▶ [PROMPT]: Using the entries below, return word for word the lines from the one containing "Locate the sneakers" up to and including the last.

▶ [RECORDS]:
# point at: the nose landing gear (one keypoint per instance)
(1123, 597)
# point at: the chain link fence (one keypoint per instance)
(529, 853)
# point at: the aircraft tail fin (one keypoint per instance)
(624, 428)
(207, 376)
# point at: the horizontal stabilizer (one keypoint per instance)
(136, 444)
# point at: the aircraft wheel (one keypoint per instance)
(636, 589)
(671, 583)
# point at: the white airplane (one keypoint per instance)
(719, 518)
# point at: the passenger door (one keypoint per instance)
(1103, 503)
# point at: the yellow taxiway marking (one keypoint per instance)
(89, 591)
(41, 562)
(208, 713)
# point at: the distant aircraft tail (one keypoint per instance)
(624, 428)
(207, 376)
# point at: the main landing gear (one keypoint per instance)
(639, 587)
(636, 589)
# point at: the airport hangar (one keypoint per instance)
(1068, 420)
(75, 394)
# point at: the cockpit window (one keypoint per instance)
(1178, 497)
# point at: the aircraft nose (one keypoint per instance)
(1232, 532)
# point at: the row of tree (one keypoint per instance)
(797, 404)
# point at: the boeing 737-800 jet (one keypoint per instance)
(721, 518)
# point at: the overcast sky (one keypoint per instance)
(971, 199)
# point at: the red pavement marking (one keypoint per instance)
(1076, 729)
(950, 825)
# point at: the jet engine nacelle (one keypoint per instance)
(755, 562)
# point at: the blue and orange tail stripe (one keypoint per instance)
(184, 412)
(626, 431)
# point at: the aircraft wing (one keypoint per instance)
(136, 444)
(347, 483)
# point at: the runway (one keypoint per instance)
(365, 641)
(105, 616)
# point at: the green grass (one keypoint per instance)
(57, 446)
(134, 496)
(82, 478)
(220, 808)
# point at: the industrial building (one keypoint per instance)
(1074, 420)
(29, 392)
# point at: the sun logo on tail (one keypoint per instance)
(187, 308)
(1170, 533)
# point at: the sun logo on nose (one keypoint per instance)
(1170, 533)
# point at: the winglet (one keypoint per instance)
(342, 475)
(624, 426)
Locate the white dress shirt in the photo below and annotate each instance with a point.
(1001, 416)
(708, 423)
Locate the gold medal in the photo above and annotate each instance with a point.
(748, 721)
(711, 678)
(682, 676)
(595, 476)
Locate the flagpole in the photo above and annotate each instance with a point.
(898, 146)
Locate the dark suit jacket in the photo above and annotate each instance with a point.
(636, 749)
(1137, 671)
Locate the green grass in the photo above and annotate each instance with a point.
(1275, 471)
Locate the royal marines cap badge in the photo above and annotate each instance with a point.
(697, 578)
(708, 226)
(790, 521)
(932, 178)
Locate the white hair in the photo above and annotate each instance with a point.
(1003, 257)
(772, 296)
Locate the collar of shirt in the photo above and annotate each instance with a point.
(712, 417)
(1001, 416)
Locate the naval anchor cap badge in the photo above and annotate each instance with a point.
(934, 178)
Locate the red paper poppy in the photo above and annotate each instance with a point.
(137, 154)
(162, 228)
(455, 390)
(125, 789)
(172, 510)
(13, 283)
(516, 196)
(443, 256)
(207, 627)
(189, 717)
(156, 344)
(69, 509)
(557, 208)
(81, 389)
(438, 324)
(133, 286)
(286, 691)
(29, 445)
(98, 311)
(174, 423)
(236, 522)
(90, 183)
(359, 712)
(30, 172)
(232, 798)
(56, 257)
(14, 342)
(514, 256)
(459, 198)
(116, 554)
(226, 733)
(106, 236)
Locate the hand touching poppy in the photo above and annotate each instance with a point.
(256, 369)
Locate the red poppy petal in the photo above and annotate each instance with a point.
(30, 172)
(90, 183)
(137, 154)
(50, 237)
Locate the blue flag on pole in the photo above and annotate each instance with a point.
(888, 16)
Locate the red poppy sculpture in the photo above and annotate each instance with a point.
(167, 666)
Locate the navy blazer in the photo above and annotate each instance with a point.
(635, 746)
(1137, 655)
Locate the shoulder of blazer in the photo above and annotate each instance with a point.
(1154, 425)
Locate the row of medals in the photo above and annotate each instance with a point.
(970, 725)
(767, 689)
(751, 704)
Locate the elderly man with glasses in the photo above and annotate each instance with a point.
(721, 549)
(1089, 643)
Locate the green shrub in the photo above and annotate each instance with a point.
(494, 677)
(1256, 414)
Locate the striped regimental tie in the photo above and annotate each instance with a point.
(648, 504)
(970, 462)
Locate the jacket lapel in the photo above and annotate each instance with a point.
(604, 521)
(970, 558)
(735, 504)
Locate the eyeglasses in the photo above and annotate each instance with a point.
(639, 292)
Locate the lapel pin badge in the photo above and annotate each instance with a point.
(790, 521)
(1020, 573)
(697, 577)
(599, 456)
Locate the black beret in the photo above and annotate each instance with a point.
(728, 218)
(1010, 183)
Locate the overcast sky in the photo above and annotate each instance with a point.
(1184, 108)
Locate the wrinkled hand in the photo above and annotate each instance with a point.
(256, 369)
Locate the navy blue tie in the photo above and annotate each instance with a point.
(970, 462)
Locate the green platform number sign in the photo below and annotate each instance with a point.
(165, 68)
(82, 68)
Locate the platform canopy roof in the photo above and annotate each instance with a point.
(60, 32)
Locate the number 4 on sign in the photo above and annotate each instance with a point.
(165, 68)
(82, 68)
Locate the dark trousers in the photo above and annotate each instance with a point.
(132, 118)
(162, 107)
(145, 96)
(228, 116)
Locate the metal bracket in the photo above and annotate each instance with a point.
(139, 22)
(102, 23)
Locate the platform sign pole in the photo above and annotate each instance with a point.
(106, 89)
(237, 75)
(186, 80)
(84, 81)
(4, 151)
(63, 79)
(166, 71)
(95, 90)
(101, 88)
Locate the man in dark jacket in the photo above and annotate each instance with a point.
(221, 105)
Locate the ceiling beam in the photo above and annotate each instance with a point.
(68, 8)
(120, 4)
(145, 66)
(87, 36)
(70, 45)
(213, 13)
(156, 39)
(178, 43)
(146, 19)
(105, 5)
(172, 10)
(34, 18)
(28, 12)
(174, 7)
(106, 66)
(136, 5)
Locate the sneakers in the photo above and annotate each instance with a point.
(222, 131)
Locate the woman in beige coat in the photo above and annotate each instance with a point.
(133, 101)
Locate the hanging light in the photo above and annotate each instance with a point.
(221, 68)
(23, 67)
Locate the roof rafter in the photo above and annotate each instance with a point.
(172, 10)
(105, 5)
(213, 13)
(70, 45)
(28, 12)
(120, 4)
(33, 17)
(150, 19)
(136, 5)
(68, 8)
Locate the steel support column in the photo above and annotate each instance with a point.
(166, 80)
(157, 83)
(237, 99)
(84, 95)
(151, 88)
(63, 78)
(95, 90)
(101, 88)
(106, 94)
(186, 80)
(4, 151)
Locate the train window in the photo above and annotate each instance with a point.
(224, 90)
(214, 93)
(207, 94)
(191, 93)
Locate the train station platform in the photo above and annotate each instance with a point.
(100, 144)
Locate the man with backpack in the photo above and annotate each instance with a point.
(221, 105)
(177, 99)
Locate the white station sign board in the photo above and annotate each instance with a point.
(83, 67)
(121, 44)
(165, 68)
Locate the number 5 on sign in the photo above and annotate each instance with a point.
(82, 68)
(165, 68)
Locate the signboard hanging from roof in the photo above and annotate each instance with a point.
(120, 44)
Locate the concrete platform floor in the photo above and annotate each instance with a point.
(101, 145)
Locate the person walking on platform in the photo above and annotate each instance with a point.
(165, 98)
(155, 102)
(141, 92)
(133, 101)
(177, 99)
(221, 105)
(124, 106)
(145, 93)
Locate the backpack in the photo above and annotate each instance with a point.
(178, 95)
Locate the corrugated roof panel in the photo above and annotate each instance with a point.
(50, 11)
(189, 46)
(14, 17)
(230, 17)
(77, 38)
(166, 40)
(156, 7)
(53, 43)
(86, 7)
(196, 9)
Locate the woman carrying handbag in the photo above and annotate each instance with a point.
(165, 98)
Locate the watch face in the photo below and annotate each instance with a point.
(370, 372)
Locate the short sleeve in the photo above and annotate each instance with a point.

▶ [COMPLETE OUTPUT]:
Locate the sneakers in the photo above and annotate each instance with a point.
(222, 131)
Locate the woman in beige coat in the photo above and annotate each instance with a point.
(133, 101)
Locate the hanging light in the photo above and annotate each instance with a point.
(221, 68)
(23, 67)
Locate the roof rafter in the photo above and annotate each instance with a point.
(172, 10)
(105, 5)
(213, 13)
(70, 45)
(28, 12)
(120, 4)
(33, 17)
(150, 19)
(136, 5)
(68, 8)
Locate the steel support column in the photo above and annotate each instance with a point.
(166, 80)
(157, 83)
(237, 99)
(84, 95)
(151, 88)
(63, 78)
(95, 90)
(101, 88)
(106, 94)
(186, 80)
(4, 151)
Locate the train window in the photo above and annotate each instance with a point.
(224, 90)
(214, 93)
(207, 94)
(191, 93)
Locate the train station platform in the photo above and annotate each instance with a point.
(100, 144)
Locate the man with backpack in the photo above and annotate each instance with a point.
(221, 105)
(177, 99)
Locate the white station sign board in the photo above and annotate each instance with a point.
(83, 67)
(121, 44)
(165, 68)
Locate the number 5 on sign in the photo above and annotate each instance with a point.
(82, 68)
(165, 68)
Locate the signboard hanging from roof in the photo above and annotate each instance with a point.
(120, 44)
Locate the concrete platform floor in the photo above and annotate each instance with a point.
(101, 145)
Locate the person walking on platform in the photo above and annotate each instance with a point.
(165, 98)
(155, 102)
(141, 92)
(133, 101)
(177, 99)
(221, 105)
(124, 106)
(145, 93)
Locate the backpack in the photo above and annotate each instance with a point.
(178, 95)
Locate the corrugated roof panel in the photo above and annotate each instance with a point.
(50, 11)
(189, 46)
(14, 17)
(230, 17)
(77, 38)
(166, 40)
(156, 7)
(53, 43)
(86, 7)
(196, 9)
Locate the woman carrying handbag in the photo above and annotate each instance with a point.
(165, 98)
Locate the watch face in the photo below and annotate each instance with a point.
(370, 372)
Locate the short sleeve in the photo above and annotate each instance with a point.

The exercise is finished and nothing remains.